リチウムイオン電池はスマートフォンや電気自動車に広く使われていますが、より高いエネルギー密度と安全性の両立が強く求められています。その解決策として、液体電解質を固体電解質に置き換えた全固体電池が注目を集めています。本研究では、全固体電池の高エネルギー密度化を目指し、とりわけ高電圧での作動が期待される塩化物電極に着目しました。塩化物電極は従来の液体電解質中では溶出しますが、固体電解質を用いる全固体電池ではこの問題を克服でき、さらに酸化物電極よりも高電圧で作動する傾向があります。しかし、過充電によって塩素ガスが発生し、性能が劣化することが大きな課題でした。この課題を克服するためには、塩化物の電子状態を理解し、ガス発生を抑制しつつ高容量を引き出すための設計指針の確立が不可欠でした。

研究の内容・成果

本研究ではまず、複数の塩化物電極の作動電位と塩素脱離の関係を調べ、固体化学的に説明できるモデルを提案しました。そのうえで、鉄塩化物(Li₂FeCl₄)の一部を酸素で置き換える「アニオン置換」を行い、レドックス準位を意図的に調整しました。その結果、塩素脱離を抑制しながらも従来より大きな容量を引き出すことに成功しました。

必須課題 A: 本文では、鉄塩化物の一部を酸素で置き換える操作を何と呼んでいますか。
以下のレコードは本文とは無関係です。

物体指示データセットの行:
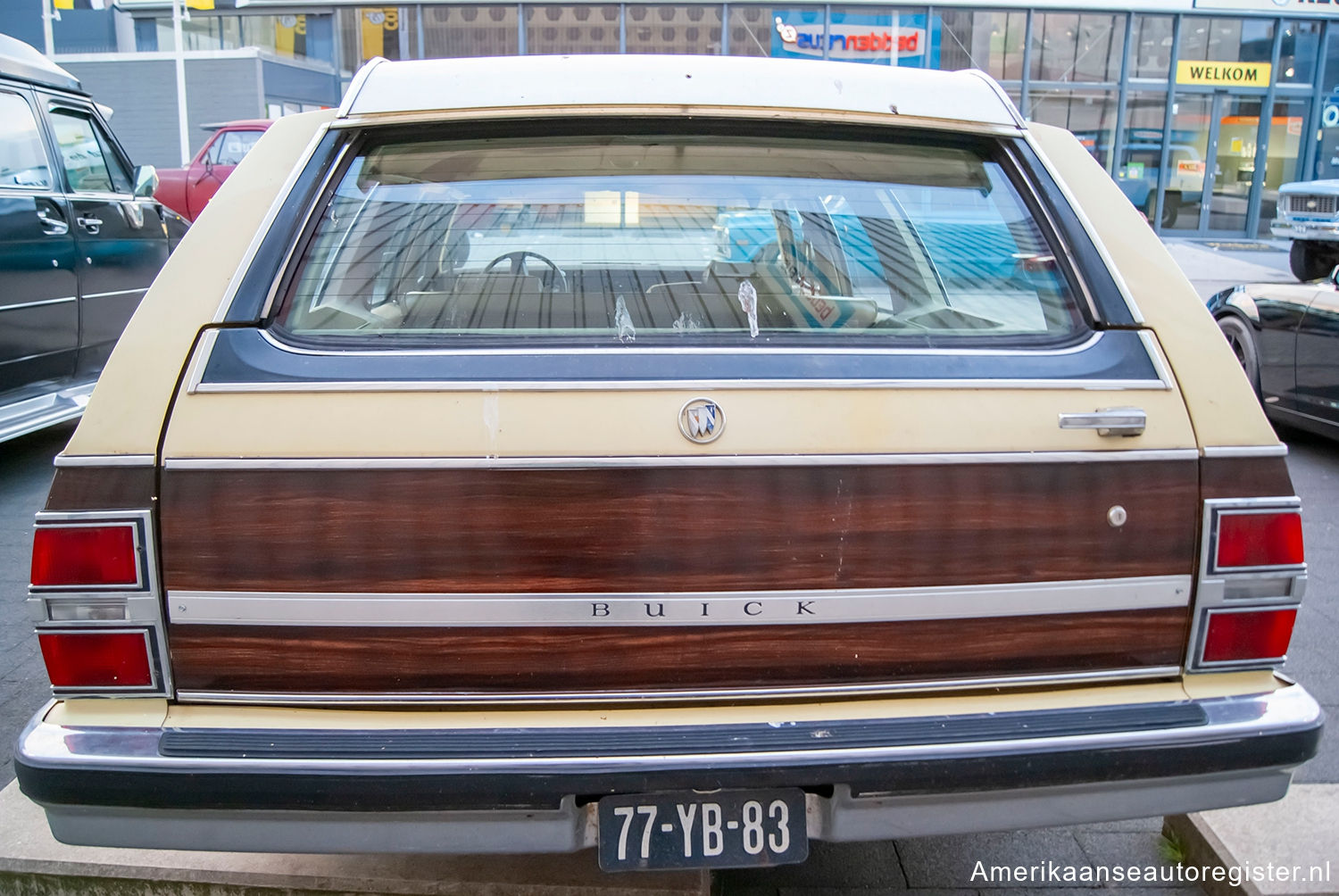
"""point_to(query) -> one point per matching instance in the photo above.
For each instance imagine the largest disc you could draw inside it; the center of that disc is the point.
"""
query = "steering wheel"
(553, 278)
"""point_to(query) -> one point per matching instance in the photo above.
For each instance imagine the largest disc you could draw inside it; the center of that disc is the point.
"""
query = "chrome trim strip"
(604, 610)
(1122, 286)
(682, 350)
(1245, 451)
(655, 385)
(39, 303)
(208, 337)
(267, 222)
(678, 461)
(126, 749)
(104, 460)
(114, 292)
(805, 693)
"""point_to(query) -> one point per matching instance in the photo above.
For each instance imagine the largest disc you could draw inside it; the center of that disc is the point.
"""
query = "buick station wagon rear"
(691, 459)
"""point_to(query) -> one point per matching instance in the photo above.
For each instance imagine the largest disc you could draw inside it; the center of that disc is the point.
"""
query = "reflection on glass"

必須課題 B: 上にある物体指示データセットのレコードを、すべて一字一句違えずに書き写してください。画像は解答に含めないでください。

解答 A: アニオン置換

解答 B:
"""point_to(query) -> one point per matching instance in the photo above.
For each instance imagine the largest disc you could draw inside it; the center of that disc is the point.
"""
query = "steering wheel"
(553, 278)
"""point_to(query) -> one point per matching instance in the photo above.
For each instance imagine the largest disc you could draw inside it; the center of that disc is the point.
"""
query = "chrome trim strip"
(604, 610)
(1122, 286)
(682, 350)
(1245, 451)
(655, 385)
(39, 303)
(208, 337)
(267, 222)
(678, 461)
(126, 749)
(104, 460)
(114, 292)
(805, 693)
"""point_to(query) -> one point per matching instance in the photo above.
For each instance imagine the largest disc you could draw inside it; the center of that disc is the point.
"""
query = "buick station wagon rear"
(691, 459)
"""point_to(query) -> one point per matching instance in the photo above.
For each instance imagine the largest disc you could draw inside it; the center of that disc is the point.
"""
query = "reflection on glass"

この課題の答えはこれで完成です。